Aber dürfen denn Erwachsene auch mitspielen? Und zwar in dieser unter dem
Dach eingerichteten Arche Noah, einem Rettungsschiff auf dem Meer, von dem
im Alten Testament berichtet wird, als Sturmfluten die Welt zu Tode
erschütterten – und Mensch und Tiere sich nur auf stabilem Floß Noahs (so
sein biblischer Name) zu retten vermochten.
Alles wird licht sein, es sind in die hölzernen Decken genug opulente
Löcher gebohrt, auf dass so etwas wie Himmel sichtbar wird: Zeichen der
Hoffnung. Der Architekt, der für diesen Entwurf nach langen Wettbewerben
den Zuschlag erhielt, brachte für den Umstand, eines der wichtigsten
Projekte für die Renaissance des Jüdischen Museums am Rande Kreuzbergs
realisieren zu sollen, eine wichtige Qualifikation mit: Alan Maskin aus
den USA, einer der Köpfe von Olson Kundig Architecture and Exhibit Design
aus Seattle an der Westküste der Staaten, war vor seiner Arbeit als
Gebäudeausdenker zehn Jahre lang Lehrer. Er weiß, was Kinder mögen könnten,
so vermutet er selbst: „Für mich war das die beste Schule für diesen
ehrenwerten Auftrag – museumspädagogisch hätte ich keine günstigere
Erfahrung mitbringen können.“
Geniekult um seine eigene Person lehnt er ab, klar. Aber zur Wahrheit
gehört auch, dass das Jüdische Museum einen Kinderbeirat ins Leben gerufen
hatte, der noch bis zum kommenden Jahr arbeiten wird: Mitte Mai, so Martin
Michaelis, Geschäftsführender Direktor des Hauses, soll die „Anoha“
eröffnet werden. „Anoha“, als Name in der Arche Noah in warm-dunkelblauen
Schaumstoffbuchstaben aufgestellt, war die Überschrift des Projekts, weil
sich, multilingual, wie Berlin nun einmal ist, das Wort „Arche Noah“ nicht
für jede:n auf Anhieb unfallfrei aussprechen lässt. Die Baukosten für die
knapp 2.700 Quadratmeter, davon 585 für die pure Arche-Konstruktion aus
Kiefernhölzern, betragen 9 Millionen Euro. Die Kosten und auch die
Personalkosten für das Museum trägt der Bund.

Gestellte Aufgabe A |
Kannst du aus dem Text über die Arche Noah im Jüdischen Museum alles von „Aber dürfen denn“ bis hinunter zu „zu retten vermochten.“ wortgetreu kopieren?

Datensätze aus einer Datenquelle:
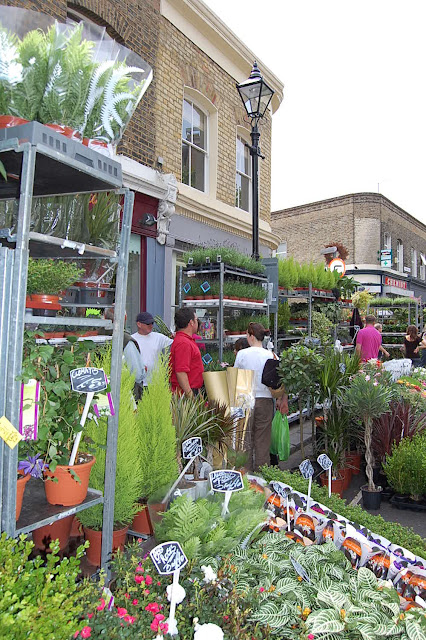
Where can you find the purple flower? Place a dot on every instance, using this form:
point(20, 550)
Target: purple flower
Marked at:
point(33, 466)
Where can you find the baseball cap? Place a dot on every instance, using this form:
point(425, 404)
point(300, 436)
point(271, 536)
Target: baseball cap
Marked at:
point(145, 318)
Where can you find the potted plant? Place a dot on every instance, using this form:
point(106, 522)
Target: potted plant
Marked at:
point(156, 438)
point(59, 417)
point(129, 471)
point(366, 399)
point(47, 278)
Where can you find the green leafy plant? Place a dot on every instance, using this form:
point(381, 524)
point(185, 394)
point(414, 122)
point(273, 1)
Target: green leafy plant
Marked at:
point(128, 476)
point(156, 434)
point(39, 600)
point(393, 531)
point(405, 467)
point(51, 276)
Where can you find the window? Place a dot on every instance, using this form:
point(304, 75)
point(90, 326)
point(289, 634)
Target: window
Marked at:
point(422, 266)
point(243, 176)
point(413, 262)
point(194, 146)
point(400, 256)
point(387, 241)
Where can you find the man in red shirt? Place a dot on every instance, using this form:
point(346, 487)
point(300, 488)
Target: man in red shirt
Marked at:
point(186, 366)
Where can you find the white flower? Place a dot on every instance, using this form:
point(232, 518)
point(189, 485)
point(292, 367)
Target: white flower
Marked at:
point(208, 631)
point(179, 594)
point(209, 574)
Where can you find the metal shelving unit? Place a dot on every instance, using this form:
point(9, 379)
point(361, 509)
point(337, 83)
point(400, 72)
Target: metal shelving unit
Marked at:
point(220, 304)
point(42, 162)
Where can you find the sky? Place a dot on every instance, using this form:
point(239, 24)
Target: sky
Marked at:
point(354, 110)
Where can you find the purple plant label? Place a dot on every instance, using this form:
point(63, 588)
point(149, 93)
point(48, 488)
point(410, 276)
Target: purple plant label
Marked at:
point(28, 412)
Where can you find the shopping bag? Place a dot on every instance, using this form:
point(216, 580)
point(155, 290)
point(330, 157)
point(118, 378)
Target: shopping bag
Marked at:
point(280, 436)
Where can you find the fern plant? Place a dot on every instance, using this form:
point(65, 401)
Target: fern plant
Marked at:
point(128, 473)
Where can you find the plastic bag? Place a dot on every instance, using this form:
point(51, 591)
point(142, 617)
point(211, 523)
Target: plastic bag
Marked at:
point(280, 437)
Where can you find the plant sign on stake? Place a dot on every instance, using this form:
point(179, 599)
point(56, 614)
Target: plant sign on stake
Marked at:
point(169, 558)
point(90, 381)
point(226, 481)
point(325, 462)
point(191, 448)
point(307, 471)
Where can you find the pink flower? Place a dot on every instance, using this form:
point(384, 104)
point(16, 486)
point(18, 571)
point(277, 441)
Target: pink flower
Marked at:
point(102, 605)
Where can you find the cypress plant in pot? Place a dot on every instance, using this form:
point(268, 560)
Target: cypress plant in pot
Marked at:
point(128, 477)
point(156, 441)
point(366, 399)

Gestellte Aufgabe B |
Kannst du in den Zeilen der Datenquelle alles von der Zeile mit „Where can you find the fern“ bis hinunter zum Ende dieser Zeilen vollständig erneut ausgeben und dabei zu jeder Koordinate in den Antworten unter „Marked at:“ 113 addieren?

Schriftliche Lösung A |
Aber dürfen denn Erwachsene auch mitspielen? Und zwar in dieser unter dem
Dach eingerichteten Arche Noah, einem Rettungsschiff auf dem Meer, von dem
im Alten Testament berichtet wird, als Sturmfluten die Welt zu Tode
erschütterten – und Mensch und Tiere sich nur auf stabilem Floß Noahs (so
sein biblischer Name) zu retten vermochten.

Schriftliche Lösung B |
Where can you find the fern plant? Place a dot on every instance, using this form:
point(65, 401)
Target: fern plant
Marked at:
point(241, 586)
Where can you find the plastic bag? Place a dot on every instance, using this form:
point(51, 591)
point(142, 617)
point(211, 523)
Target: plastic bag
Marked at:
point(393, 550)
Where can you find the plant sign on stake? Place a dot on every instance, using this form:
point(179, 599)
point(56, 614)
Target: plant sign on stake
Marked at:
point(282, 671)
point(203, 494)
point(339, 594)
point(438, 575)
point(304, 561)
point(420, 584)
Where can you find the pink flower? Place a dot on every instance, using this form:
point(384, 104)
point(16, 486)
point(18, 571)
point(277, 441)
Target: pink flower
Marked at:
point(215, 718)
Where can you find the cypress plant in pot? Place a dot on every instance, using this form:
point(268, 560)
Target: cypress plant in pot
Marked at:
point(241, 590)
point(269, 554)
point(479, 512)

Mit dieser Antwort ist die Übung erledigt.